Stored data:

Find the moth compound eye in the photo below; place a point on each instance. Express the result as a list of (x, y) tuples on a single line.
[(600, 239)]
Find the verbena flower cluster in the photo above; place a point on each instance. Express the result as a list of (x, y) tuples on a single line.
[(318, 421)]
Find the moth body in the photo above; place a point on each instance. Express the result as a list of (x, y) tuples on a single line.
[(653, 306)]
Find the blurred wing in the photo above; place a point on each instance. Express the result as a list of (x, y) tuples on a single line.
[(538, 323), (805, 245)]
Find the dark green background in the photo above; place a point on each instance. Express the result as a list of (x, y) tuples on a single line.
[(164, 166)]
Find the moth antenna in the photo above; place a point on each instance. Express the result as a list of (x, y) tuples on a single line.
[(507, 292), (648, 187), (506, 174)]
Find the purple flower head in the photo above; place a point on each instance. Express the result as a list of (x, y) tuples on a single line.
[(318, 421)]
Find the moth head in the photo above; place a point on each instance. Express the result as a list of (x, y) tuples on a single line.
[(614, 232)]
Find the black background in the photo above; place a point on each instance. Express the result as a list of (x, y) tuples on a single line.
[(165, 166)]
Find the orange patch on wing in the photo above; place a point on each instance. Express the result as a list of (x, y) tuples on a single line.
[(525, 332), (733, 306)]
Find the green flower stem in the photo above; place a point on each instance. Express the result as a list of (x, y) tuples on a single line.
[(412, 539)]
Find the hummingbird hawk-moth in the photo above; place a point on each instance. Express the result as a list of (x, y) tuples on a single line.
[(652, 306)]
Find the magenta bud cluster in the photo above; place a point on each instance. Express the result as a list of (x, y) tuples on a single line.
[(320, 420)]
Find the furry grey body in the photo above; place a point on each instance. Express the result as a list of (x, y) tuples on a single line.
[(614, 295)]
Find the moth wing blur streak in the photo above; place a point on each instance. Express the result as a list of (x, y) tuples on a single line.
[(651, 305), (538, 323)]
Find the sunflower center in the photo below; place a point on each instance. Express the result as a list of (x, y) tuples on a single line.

--- Exercise directions ---
Extract the full listing above without alteration.

--- Exercise answer ---
Find the moth compound eye in the photo below; place a point on each instance. Express the result as a list of (x, y) tuples on a single line.
[(600, 239)]
Find the verbena flower cluster in the photo above; place a point on each instance. Express the result as a list of (x, y) tuples on a single line.
[(318, 421)]
Find the moth body in the photo above; place a point on each instance. Express the result as a list of (x, y) tuples on a single line.
[(653, 306)]
Find the blurred wing in the photo above; place a point on each instance. Express the result as a list of (x, y) tuples on a single line.
[(538, 323), (805, 245)]
Find the dark green background in the photo above; place a point on each instance. Express the result as a list of (x, y) tuples on a single line.
[(164, 166)]
Find the moth antenna in the photo above; place a point on each instance. Express the result as a list of (x, y) tuples on a single line.
[(507, 292), (648, 187), (506, 174)]
Find the purple flower head in the photo above; place a point on each instance. Express the result as a list of (x, y) tuples on a single line.
[(318, 421)]
Find the moth head in the photo above; place a point on each instance. Express the result as a list of (x, y) tuples on a single line.
[(614, 232)]
Find the black background in the photo above; place a point on each instance. Express the result as a list of (x, y) tuples on a single line.
[(165, 166)]
Find the orange patch on wing in the photo above; place a point on each instance. Express the result as a list of (x, y) tuples on a single line.
[(525, 332), (733, 306)]
Find the green flower stem in the photo above; place a point on each instance. Express the result as a list of (x, y) tuples on a single line.
[(412, 539)]
Find the hummingbird hawk-moth in the photo above; place a point on each instance. Express the result as a list of (x, y) tuples on a single line.
[(652, 306)]
Find the magenta bud cluster in the photo above; place a point on each instance. Express the result as a list of (x, y) tuples on a single line.
[(320, 420)]
Find the furry grey body in the photo above; place a point on each instance. Express the result as a list of (x, y) tuples on a single line.
[(614, 295)]
Find the moth wing blur streak in the photo above; place a point on each instance. Express the result as a list of (x, y) tuples on a single line.
[(651, 305), (538, 323)]
Find the sunflower center in the photo below; place a point on each instance. Express the result as a list of (x, y) tuples on a single line.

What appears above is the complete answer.